[Objective] Find the line that contains "Please tag the cabinet drawer". Output it and every line after it to the end of the records, exactly as they appear.

+++ Data records

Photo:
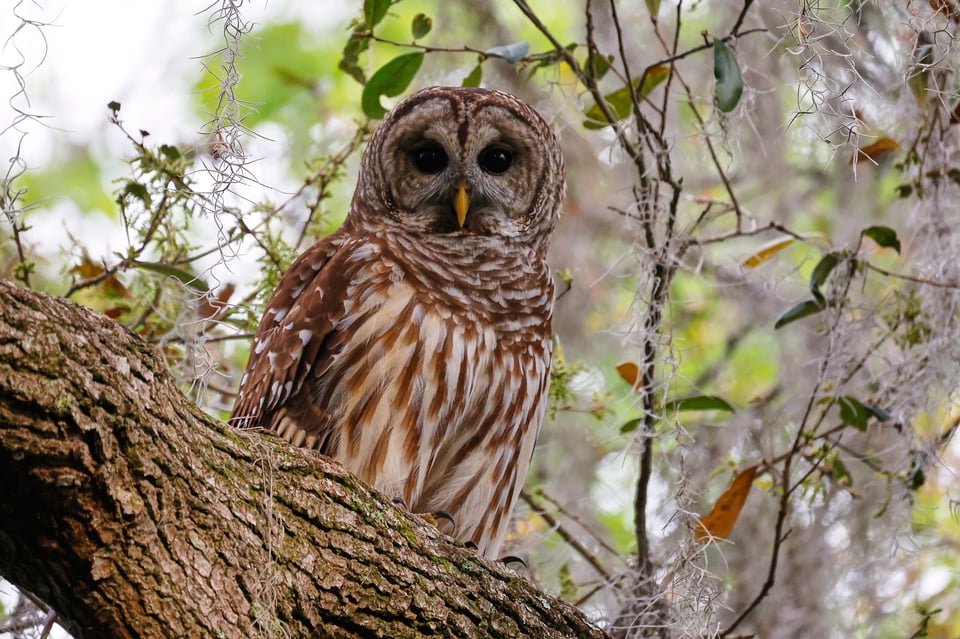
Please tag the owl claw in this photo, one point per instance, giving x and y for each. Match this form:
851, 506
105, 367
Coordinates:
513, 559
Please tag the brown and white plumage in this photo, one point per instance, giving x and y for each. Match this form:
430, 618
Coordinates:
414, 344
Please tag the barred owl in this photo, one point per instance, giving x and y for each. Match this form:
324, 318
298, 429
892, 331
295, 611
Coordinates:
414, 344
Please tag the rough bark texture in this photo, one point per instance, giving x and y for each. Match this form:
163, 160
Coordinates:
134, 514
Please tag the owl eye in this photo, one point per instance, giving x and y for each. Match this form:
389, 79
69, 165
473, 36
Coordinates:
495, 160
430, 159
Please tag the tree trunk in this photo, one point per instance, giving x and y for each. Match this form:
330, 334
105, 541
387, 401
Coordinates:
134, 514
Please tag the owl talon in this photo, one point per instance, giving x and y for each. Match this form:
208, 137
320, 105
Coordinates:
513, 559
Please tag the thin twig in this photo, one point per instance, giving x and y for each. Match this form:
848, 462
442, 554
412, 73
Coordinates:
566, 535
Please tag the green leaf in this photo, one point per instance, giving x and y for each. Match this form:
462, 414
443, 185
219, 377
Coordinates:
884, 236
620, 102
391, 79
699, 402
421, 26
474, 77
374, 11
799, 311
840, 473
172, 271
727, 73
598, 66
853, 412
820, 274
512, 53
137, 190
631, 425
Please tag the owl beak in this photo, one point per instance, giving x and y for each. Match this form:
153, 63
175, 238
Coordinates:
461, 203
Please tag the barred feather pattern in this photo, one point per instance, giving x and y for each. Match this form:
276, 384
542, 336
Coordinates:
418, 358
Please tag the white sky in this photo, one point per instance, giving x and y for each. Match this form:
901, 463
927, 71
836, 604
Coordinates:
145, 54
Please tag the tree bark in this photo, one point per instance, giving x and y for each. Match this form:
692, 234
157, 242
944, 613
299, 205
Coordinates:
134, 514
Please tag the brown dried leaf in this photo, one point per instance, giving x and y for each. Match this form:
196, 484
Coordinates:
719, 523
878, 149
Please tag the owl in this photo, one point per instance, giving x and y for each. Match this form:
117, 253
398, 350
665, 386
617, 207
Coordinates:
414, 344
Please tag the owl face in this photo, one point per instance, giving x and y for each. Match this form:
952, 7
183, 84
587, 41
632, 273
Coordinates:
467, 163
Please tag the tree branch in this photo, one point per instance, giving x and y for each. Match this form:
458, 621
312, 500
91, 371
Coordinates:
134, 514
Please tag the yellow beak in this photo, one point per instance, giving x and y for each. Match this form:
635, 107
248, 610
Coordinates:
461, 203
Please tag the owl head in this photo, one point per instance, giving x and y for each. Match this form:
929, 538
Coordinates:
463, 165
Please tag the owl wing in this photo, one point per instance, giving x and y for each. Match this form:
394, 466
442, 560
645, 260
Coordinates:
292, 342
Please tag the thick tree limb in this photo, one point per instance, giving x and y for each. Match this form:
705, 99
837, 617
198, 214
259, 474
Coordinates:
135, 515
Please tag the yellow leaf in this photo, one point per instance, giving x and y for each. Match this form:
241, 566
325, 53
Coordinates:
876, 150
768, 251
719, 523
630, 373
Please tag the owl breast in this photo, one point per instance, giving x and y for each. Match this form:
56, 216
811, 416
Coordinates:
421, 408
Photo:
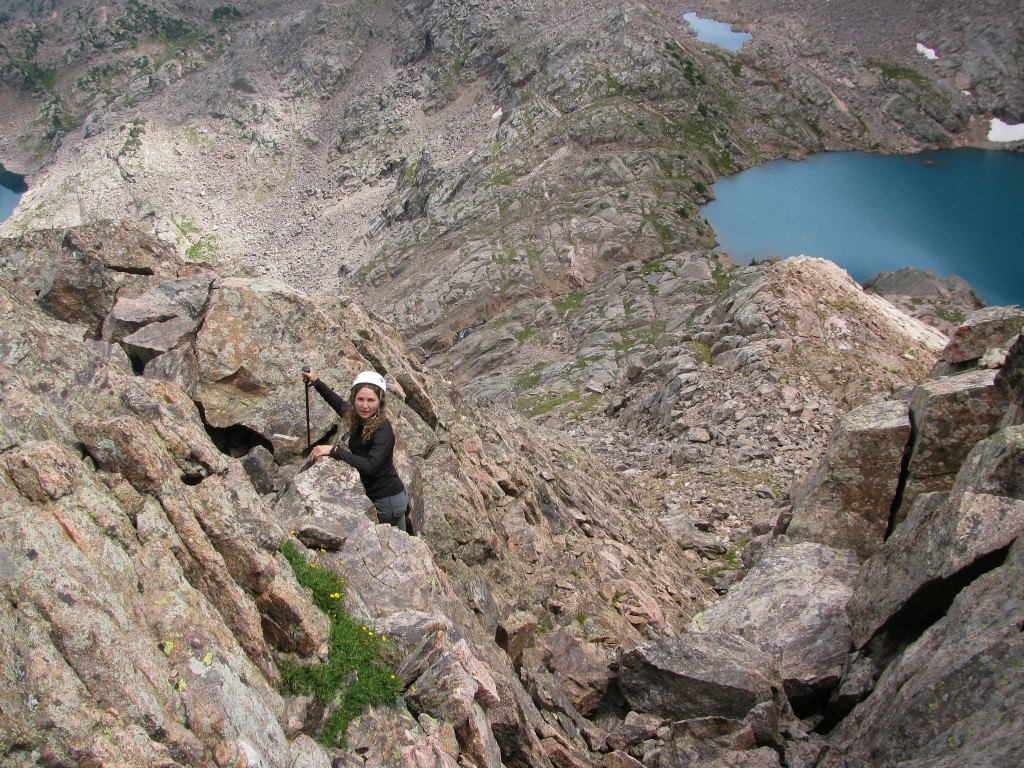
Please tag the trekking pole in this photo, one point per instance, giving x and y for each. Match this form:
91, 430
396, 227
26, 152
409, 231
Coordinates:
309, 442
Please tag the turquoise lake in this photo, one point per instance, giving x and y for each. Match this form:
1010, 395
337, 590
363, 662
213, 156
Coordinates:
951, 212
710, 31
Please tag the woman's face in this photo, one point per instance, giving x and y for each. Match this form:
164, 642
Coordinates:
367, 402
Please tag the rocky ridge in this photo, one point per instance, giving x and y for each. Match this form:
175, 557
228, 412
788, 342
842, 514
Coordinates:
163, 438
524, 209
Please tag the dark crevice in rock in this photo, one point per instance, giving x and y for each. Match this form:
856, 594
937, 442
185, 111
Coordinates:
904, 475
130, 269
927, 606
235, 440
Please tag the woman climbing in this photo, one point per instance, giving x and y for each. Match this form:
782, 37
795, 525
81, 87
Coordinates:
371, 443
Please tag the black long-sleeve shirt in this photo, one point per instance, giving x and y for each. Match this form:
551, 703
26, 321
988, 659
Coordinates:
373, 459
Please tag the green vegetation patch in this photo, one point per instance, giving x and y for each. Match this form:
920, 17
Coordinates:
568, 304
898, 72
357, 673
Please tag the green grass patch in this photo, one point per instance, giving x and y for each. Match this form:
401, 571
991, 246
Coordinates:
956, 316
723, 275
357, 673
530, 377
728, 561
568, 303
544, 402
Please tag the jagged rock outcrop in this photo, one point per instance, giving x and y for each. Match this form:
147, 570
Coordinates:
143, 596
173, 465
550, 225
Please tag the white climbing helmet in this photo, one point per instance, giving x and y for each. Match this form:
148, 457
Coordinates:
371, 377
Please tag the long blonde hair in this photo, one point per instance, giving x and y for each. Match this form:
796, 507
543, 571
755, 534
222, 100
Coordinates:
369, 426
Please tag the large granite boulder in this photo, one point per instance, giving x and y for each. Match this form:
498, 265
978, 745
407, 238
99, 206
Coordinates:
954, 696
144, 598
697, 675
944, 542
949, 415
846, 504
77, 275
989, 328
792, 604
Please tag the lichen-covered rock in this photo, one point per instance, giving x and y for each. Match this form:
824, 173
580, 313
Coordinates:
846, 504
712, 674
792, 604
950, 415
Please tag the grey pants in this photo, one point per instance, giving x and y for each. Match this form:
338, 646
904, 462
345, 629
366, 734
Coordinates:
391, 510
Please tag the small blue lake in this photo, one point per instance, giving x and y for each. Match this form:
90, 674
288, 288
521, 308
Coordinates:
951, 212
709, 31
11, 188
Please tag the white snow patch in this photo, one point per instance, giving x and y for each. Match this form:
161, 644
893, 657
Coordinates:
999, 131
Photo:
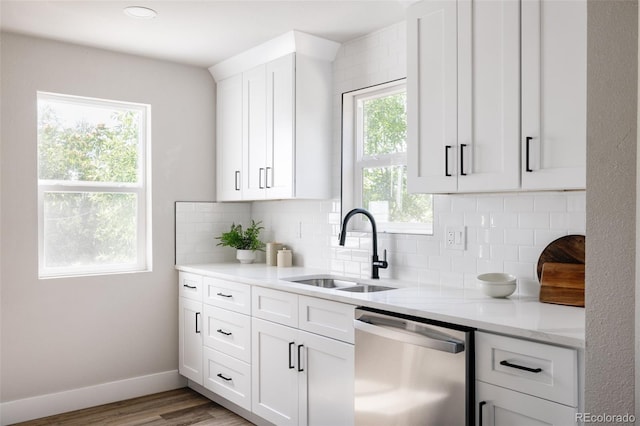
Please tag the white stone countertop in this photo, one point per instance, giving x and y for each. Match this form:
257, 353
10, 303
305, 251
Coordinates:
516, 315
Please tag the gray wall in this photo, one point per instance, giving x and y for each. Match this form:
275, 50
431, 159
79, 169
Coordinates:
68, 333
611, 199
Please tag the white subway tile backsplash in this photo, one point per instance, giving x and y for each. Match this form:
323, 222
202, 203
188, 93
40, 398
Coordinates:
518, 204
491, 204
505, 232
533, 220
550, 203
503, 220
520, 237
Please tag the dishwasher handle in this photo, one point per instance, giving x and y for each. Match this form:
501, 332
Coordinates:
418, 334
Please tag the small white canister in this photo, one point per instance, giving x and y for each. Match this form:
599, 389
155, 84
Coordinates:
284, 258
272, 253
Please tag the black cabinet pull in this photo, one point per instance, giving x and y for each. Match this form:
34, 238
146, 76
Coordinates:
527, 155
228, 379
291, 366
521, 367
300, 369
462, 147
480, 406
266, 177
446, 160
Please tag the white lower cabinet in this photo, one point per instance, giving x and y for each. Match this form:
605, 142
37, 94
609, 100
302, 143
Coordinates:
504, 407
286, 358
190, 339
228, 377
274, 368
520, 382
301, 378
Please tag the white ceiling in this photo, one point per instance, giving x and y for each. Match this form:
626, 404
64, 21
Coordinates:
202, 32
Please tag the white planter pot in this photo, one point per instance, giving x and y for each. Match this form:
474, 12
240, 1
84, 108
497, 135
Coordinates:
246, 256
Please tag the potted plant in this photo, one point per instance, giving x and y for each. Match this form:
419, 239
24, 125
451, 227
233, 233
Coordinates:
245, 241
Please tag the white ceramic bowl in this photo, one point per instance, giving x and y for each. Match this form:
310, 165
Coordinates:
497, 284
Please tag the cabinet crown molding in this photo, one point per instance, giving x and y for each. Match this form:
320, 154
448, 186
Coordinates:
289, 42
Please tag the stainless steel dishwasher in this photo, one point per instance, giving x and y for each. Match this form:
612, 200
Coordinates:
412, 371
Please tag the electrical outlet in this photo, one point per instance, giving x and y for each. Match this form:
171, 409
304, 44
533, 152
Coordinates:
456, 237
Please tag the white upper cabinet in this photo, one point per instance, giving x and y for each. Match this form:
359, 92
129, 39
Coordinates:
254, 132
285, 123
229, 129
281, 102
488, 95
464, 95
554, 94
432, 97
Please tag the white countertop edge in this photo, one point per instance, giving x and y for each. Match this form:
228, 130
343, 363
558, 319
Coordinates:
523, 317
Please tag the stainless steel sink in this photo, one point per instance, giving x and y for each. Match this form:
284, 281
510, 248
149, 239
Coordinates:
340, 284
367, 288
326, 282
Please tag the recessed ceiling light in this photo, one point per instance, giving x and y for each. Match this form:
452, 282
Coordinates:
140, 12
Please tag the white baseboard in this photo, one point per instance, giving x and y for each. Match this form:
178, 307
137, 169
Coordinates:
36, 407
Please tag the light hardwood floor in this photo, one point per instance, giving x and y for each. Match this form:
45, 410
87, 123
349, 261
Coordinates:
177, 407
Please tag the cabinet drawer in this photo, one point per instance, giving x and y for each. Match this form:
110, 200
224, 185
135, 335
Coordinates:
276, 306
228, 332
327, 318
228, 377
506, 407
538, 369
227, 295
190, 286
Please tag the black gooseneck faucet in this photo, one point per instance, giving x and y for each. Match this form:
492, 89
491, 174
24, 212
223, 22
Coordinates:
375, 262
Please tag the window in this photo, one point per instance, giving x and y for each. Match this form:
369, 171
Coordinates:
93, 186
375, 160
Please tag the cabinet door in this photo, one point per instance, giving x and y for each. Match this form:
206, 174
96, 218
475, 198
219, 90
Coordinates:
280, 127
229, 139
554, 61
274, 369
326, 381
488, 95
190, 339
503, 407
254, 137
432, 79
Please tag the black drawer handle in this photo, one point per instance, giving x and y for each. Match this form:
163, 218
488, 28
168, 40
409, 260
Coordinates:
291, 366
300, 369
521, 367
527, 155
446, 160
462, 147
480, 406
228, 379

++++++

[The response]
Please tag the cabinet drawer in this photo, one point per instance, giving x and y for each. Match this form:
110, 200
224, 185
135, 335
Coordinates:
276, 306
228, 332
327, 318
228, 377
506, 407
538, 369
227, 295
190, 286
Please tag the black gooseneck faucet in this photo, one point per instance, giving x and y for each. Match this form:
492, 89
491, 174
24, 212
223, 22
Coordinates:
375, 262
Please tag the window in this photo, one point per instance, giving x and y for each. Match this form:
369, 171
Coordinates:
93, 186
375, 160
Please tag the cabinet door in this photo, one point per instance, giving x and y for each. Match this form:
206, 174
96, 218
475, 198
219, 90
Coordinates:
280, 127
229, 139
554, 61
274, 369
326, 381
488, 95
190, 339
503, 407
254, 137
432, 79
Please tag the black drawer handle in this photo, one point per instance, giving x and y for each. Match this form:
163, 218
488, 28
168, 40
409, 260
Coordinates:
291, 366
300, 369
521, 367
527, 155
446, 160
462, 147
480, 406
228, 379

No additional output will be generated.